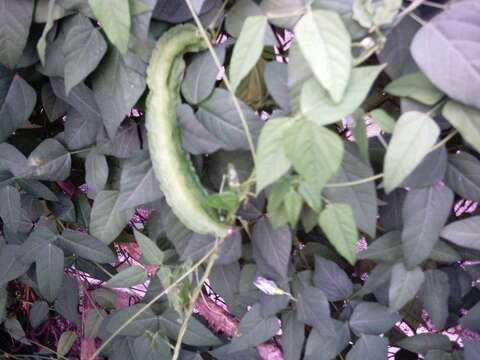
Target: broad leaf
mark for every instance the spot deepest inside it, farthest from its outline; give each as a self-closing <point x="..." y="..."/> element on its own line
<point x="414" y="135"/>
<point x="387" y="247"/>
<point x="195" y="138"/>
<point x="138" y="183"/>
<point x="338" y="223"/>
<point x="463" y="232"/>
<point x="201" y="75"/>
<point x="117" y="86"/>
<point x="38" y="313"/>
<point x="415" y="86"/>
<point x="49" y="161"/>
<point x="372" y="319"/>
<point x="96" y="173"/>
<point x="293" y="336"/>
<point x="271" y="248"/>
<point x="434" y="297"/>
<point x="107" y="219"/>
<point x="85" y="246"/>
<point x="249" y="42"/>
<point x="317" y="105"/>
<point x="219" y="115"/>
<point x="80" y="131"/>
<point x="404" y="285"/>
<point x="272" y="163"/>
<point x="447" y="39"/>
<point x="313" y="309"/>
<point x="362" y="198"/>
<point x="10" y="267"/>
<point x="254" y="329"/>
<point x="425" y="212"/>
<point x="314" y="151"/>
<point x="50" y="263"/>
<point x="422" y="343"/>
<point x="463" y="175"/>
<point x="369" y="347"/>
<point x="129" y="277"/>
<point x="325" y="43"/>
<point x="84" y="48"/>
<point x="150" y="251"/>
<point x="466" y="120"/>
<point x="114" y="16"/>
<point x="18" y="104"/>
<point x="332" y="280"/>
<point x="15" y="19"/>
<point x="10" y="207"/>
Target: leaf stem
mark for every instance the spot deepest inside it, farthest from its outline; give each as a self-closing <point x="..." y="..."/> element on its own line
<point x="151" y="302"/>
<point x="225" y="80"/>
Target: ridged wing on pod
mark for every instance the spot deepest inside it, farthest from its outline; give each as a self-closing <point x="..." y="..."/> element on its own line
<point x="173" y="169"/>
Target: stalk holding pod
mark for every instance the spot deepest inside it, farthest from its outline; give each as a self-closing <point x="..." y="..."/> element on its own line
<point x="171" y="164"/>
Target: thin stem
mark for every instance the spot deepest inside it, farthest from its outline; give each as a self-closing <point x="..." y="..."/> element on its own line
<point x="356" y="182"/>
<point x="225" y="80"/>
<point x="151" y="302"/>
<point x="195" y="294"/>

---

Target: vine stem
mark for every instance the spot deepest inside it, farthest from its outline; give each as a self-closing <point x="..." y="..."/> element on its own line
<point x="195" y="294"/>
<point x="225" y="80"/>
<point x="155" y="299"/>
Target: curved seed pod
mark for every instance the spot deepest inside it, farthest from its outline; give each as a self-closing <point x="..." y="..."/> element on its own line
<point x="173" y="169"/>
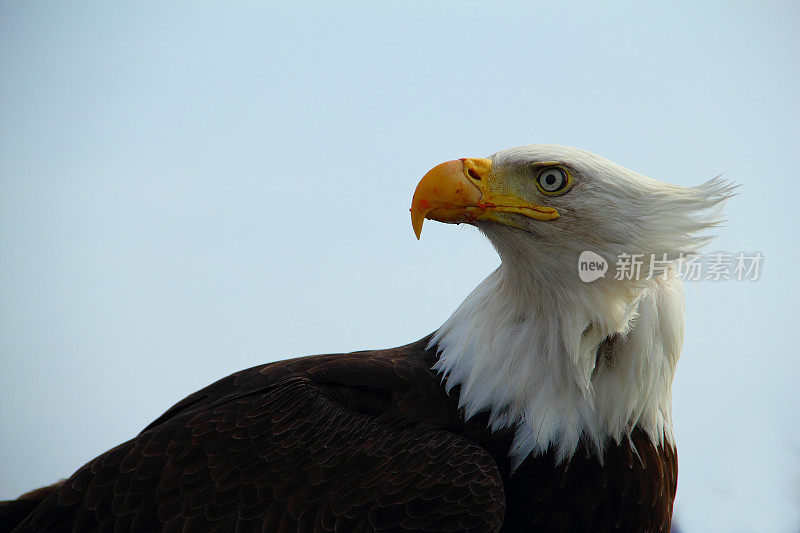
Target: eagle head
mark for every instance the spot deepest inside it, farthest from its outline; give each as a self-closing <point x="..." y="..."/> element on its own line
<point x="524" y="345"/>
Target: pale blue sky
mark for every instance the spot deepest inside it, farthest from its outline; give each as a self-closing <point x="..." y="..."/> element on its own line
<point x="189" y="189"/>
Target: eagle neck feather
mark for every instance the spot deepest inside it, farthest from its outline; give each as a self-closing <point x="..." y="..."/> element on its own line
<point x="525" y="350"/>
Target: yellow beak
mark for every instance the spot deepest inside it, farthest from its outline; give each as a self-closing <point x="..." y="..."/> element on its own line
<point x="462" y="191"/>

▸ **Problem requirements**:
Beginning with the line containing "Target: leaf stem" and ending with the line containing "Target: ridged wing on pod", extract those lines exactly from the listing above, and only those.

▸ **Result of the exercise**:
Target: leaf stem
mark for every instance the spot deepest inside it, farthest from its outline; give each as a self-closing <point x="..." y="..."/> element on its own line
<point x="151" y="302"/>
<point x="225" y="80"/>
Target: ridged wing on pod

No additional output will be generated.